→ **Tasks**
a: Retype the passage of the minimization text starting at "Computing these gradients" and ending at "fast interpolation strategy.".
b: Which two variants of the gradient descent method does the minimization text name as examples?

Minimization

The training (also known as learning or optimisation phase) of neural networks is carried out in most cases using some variant of the gradient descent method, such as back-propagation or stochastic gradient descent. In these methods, the determination of the fit parameters (namely the weights and thresholds of the NN) requires the evaluation of the gradients of \chi^2, that is,

(1)   \begin{equation*} \frac{\partial \chi^2}{\partial w_{ij}^{(l)}} \,\mbox{,} \quad \frac{\partial \chi^2}{\partial \theta_{i}^{(l)}} \,\mbox{.} \end{equation*}

Computing these gradients in the NNPDF case would be quite involved due to the non-linear relation between the fitted experimental data and the input PDFs, which proceeds through convolutions both with the DGLAP evolution kernels and the hard-scattering partonic cross-sections as encoded into the optimised APFELgrid fast interpolation strategy.

The theory prediction for a collider cross-section in terms of the NN parameters reads

(2)   \begin{equation*} \sigma^{\rm \small (th)}\lp \{ \omega,\theta\}\rp = \widehat{\sigma}_{ij}(Q^2)\otimes \Gamma_{ij,kl} (Q^2,Q_0^2) \otimes q_k\lp Q_0,\{ \omega,\theta\} \rp \otimes q_l \lp Q_0 ,\{ \omega,\theta\}\rp \end{equation*}

where \otimes indicates a convolution over x, \widehat{\sigma}_{ij} and \Gamma_{ij,kl} stand for the hard-scattering cross-sections and the DGLAP evolution kernels respectively, and sum over repeated flavour indices is understood.

Dataset entries:
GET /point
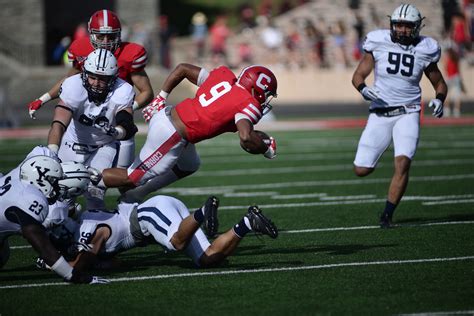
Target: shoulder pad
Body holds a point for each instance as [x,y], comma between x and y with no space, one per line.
[72,91]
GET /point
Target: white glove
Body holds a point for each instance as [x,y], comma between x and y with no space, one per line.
[369,93]
[99,280]
[95,174]
[271,151]
[437,106]
[155,105]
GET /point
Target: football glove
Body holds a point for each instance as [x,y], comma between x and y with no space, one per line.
[36,104]
[369,93]
[95,174]
[156,105]
[83,278]
[271,151]
[33,107]
[437,106]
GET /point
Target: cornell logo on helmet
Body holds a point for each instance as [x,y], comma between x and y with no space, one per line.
[261,83]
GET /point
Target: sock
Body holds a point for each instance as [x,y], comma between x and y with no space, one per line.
[242,228]
[389,208]
[199,215]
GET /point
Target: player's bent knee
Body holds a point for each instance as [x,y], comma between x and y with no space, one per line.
[177,243]
[362,171]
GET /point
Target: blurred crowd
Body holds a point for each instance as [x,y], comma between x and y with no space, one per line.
[268,34]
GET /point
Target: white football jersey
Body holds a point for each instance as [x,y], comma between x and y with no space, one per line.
[87,114]
[32,200]
[118,222]
[23,195]
[398,68]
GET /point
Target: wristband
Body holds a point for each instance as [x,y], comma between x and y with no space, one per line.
[62,268]
[135,106]
[45,98]
[361,87]
[441,97]
[163,94]
[120,132]
[54,148]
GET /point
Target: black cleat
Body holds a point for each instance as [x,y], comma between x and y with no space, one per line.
[211,223]
[386,220]
[261,224]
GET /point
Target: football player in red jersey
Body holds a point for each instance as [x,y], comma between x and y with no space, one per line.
[104,32]
[223,103]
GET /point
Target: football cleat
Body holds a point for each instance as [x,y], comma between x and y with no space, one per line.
[211,223]
[260,224]
[386,220]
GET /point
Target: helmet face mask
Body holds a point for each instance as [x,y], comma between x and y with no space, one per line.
[99,75]
[405,24]
[261,83]
[44,173]
[104,28]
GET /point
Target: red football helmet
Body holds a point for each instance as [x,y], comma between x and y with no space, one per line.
[104,29]
[261,83]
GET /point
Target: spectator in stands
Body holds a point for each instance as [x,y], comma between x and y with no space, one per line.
[166,33]
[339,42]
[219,33]
[272,39]
[199,34]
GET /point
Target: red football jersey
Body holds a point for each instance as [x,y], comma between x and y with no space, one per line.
[218,104]
[131,57]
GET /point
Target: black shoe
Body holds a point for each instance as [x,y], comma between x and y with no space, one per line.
[211,223]
[261,224]
[386,220]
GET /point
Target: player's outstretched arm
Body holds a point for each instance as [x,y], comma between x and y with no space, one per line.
[436,78]
[145,94]
[52,94]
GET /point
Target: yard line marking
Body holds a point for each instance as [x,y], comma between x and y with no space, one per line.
[449,202]
[190,190]
[311,230]
[316,230]
[264,270]
[320,168]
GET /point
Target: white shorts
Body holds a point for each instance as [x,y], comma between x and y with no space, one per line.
[99,158]
[378,134]
[126,153]
[162,148]
[160,216]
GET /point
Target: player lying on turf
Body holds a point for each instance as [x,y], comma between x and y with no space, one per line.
[26,194]
[166,221]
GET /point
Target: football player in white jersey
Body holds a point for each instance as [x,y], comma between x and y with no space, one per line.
[94,112]
[36,181]
[399,57]
[166,221]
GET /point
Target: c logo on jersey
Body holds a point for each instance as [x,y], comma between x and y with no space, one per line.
[263,85]
[41,176]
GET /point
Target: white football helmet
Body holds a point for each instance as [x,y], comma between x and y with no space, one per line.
[406,14]
[75,180]
[43,172]
[100,65]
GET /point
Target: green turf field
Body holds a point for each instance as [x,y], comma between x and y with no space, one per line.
[330,258]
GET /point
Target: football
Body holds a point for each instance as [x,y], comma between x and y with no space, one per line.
[264,136]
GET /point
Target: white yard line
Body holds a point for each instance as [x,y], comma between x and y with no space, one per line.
[264,270]
[328,229]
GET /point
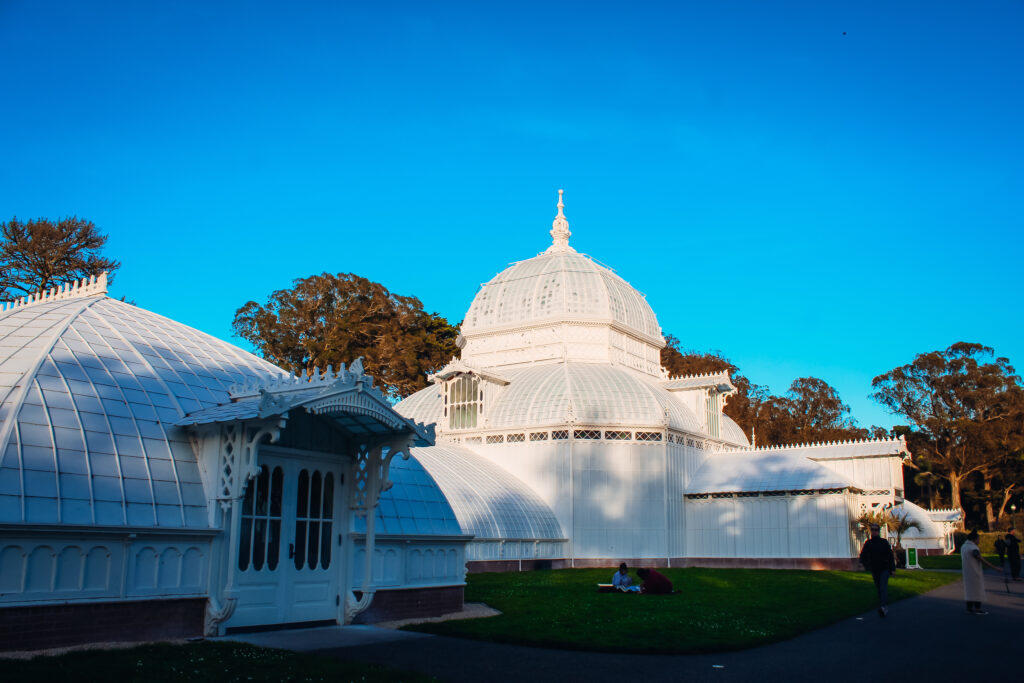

→ **Outputs for the tasks**
a:
Computing these gradients in the NNPDF case would be quite involved due to the non-linear relation between the fitted experimental data and the input PDFs, which proceeds through convolutions both with the DGLAP evolution kernels and the hard-scattering partonic cross-sections as encoded into the optimised APFELgrid fast interpolation strategy.

b: Back-propagation and stochastic gradient descent.